Records for this exercise —
________

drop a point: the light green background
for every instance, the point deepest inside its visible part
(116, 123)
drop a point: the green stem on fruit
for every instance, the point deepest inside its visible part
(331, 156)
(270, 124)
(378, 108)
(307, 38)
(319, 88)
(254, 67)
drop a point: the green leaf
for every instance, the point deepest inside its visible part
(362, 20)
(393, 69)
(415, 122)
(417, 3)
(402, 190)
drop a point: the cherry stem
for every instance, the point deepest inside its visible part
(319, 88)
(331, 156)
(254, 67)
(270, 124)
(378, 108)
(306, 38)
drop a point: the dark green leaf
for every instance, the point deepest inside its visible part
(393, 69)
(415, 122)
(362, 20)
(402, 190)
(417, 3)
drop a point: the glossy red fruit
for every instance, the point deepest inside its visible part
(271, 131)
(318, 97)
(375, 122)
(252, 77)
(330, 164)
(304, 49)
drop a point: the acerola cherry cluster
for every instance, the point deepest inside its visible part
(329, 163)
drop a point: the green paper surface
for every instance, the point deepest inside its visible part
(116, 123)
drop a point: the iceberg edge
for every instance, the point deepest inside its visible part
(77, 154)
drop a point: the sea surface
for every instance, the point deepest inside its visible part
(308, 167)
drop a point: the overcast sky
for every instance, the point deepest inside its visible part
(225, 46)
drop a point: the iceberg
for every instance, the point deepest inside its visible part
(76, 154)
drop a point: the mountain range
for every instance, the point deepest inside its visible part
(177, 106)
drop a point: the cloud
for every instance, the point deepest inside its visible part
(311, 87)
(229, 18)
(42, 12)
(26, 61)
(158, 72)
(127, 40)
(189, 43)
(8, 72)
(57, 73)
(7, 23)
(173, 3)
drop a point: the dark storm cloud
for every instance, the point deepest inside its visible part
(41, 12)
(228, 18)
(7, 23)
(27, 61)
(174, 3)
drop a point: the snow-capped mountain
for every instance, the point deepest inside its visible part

________

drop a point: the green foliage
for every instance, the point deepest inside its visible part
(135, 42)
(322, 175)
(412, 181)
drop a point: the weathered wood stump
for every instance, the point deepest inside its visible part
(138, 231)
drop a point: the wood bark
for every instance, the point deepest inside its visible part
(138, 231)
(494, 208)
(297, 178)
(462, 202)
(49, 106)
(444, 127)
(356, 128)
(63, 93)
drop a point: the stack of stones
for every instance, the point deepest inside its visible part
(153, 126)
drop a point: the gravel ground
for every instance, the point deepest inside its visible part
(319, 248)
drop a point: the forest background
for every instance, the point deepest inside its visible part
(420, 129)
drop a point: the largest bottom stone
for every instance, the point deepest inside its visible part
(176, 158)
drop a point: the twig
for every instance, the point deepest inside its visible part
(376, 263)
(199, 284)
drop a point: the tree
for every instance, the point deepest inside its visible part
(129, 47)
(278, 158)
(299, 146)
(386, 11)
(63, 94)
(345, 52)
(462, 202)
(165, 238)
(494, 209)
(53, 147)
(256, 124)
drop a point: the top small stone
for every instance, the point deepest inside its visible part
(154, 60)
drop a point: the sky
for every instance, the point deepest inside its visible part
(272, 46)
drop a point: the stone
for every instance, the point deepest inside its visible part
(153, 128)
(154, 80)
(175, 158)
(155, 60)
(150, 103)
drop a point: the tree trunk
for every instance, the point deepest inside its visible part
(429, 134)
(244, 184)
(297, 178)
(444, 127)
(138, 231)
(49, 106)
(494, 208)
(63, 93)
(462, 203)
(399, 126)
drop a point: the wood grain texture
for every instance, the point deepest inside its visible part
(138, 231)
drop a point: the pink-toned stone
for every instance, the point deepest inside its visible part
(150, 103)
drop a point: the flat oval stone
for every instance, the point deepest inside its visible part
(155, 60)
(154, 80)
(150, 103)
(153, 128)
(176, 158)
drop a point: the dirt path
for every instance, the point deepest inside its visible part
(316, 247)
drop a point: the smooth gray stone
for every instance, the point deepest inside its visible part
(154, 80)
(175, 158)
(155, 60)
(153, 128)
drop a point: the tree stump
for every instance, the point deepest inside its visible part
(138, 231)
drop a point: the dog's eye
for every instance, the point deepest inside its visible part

________

Please gather and copy every line of the items above that contains the word "stump". Case counts.

Task output —
drop a point: the weathered wood stump
drop a point: the tree stump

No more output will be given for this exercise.